_Problem to solve:_
Reproduce the passage on larval rearing and survival word for word in its entirety.

_Text for analysis:_
Hatchlings were reared with varying densities as 44.70-66.82 larvae/L and fed with Artemia nauplii. Artemia nauplii were supplied after 48 hours of hatch at a rate of 5 naupli/ml of water and Artemia nauplii as feed were used up to PL stage. During rearing of larvae in the tanks aeration was provided at a rate of 10 L/min with 30 minutes break after continuous one-hour operation. To keep the tanks bottom clear, water exchange was done every morning and evening of the day at the rate of 90 and 50% respectively by siphoning. The rearing process continued till the attainment of about 95% of the stock as post larvae (PL) (Table 1).
Water quality parameters of each rearing medium such as temperature, dissolved oxygen, pH and ammonia were recorded twice daily. The total hardness of each rearing medium was also determined. The salinity of the rearing medium was checked once a week with a hand refractometer.
| Table 1: | Replication wise dates of hatching, stocking dates and density of hatchlings |
| Table 2: | Treatment wise average survival rate of M. rassenbergii up to the attainment of post larval stage |
| Table 3: | Duration of metamorphosis of M. rossenbergii hatchlings during this larval rearing under different treatments. |
Results and Discussion
Significant higher survival (23.38%) of the post larvae was observed in T1 followed by T3 (13.63%) and T2 (4.38%) with significant variation among the treatment average (p<0.05). The findings clearly represent the impact of water quality on larval survivability. Because, the maximum survivability in T1 might due to the better quality of rain water added during dilution than the under ground water, that contains higher amount of iron as well as hardness of water is maximum, those directly influenced larval metabolism and development. Due to variation in water quality and due to presence of some undesirable compound, Ong (1975) and Aniello and Singh (1980) made similar observation on survivability. Different in composition of the rearing media may consider as possible cause of difference in morality rate among the treatments (Table 2).

_Provided information:_

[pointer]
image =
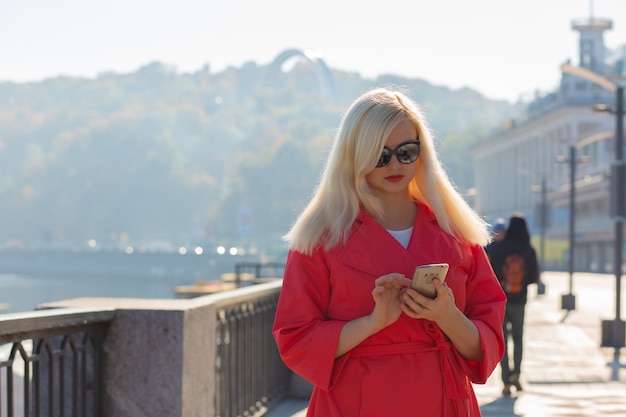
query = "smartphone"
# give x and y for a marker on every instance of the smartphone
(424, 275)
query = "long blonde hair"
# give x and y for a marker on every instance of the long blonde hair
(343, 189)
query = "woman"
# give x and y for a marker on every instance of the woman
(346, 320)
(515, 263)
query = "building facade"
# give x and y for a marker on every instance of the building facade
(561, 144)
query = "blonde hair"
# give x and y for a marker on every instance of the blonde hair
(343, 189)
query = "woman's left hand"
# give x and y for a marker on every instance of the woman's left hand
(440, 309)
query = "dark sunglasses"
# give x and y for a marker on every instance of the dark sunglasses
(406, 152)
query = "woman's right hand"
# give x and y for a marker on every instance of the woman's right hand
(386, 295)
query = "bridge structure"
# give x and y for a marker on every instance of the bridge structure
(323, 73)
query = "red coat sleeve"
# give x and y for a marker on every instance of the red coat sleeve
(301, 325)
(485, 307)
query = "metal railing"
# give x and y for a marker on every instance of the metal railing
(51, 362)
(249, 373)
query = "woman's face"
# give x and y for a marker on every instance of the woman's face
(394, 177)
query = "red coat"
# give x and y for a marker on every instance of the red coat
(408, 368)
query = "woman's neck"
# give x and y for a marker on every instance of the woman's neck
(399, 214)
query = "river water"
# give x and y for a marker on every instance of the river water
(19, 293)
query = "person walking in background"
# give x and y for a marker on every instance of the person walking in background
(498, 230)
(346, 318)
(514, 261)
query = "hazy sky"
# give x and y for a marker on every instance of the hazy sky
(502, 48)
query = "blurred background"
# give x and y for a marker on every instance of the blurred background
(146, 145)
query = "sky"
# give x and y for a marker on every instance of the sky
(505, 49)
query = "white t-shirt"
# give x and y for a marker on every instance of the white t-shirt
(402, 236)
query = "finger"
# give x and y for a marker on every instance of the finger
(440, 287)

--

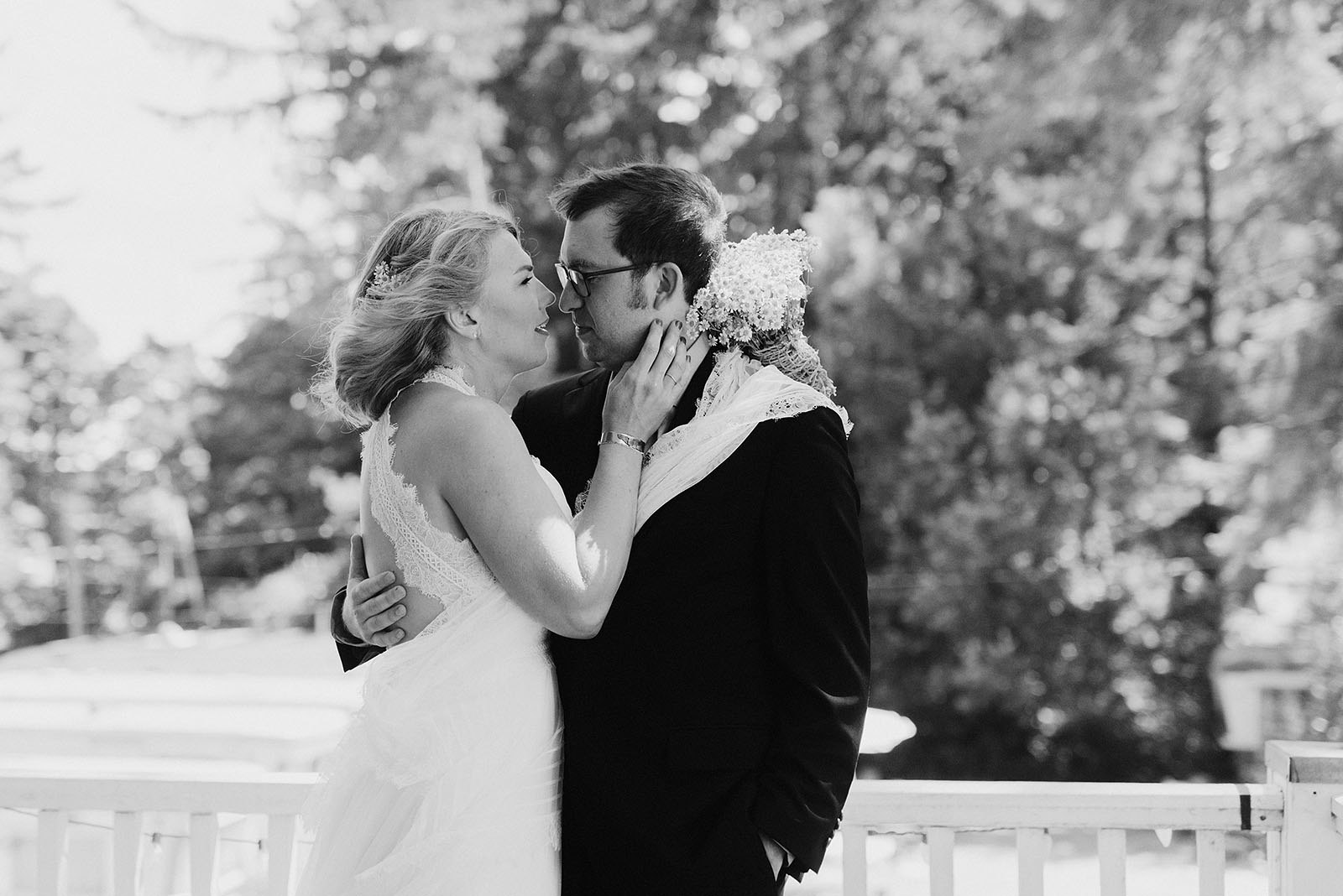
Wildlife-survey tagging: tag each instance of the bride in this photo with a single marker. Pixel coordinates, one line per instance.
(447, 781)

_Solution to the exercise:_
Hatchlings were reared with varying densities as 44.70-66.82 larvae/L and fed with Artemia nauplii. Artemia nauplii were supplied after 48 hours of hatch at a rate of 5 naupli/ml of water and Artemia nauplii as feed were used up to PL stage. During rearing of larvae in the tanks aeration was provided at a rate of 10 L/min with 30 minutes break after continuous one-hour operation. To keep the tanks bottom clear, water exchange was done every morning and evening of the day at the rate of 90 and 50% respectively by siphoning. The rearing process continued till the attainment of about 95% of the stock as post larvae (PL) (Table 1).
Water quality parameters of each rearing medium such as temperature, dissolved oxygen, pH and ammonia were recorded twice daily. The total hardness of each rearing medium was also determined. The salinity of the rearing medium was checked once a week with a hand refractometer.
| Table 1: | Replication wise dates of hatching, stocking dates and density of hatchlings |
| Table 2: | Treatment wise average survival rate of M. rassenbergii up to the attainment of post larval stage |
| Table 3: | Duration of metamorphosis of M. rossenbergii hatchlings during this larval rearing under different treatments. |
Results and Discussion
Significant higher survival (23.38%) of the post larvae was observed in T1 followed by T3 (13.63%) and T2 (4.38%) with significant variation among the treatment average (p<0.05). The findings clearly represent the impact of water quality on larval survivability. Because, the maximum survivability in T1 might due to the better quality of rain water added during dilution than the under ground water, that contains higher amount of iron as well as hardness of water is maximum, those directly influenced larval metabolism and development. Due to variation in water quality and due to presence of some undesirable compound, Ong (1975) and Aniello and Singh (1980) made similar observation on survivability. Different in composition of the rearing media may consider as possible cause of difference in morality rate among the treatments (Table 2).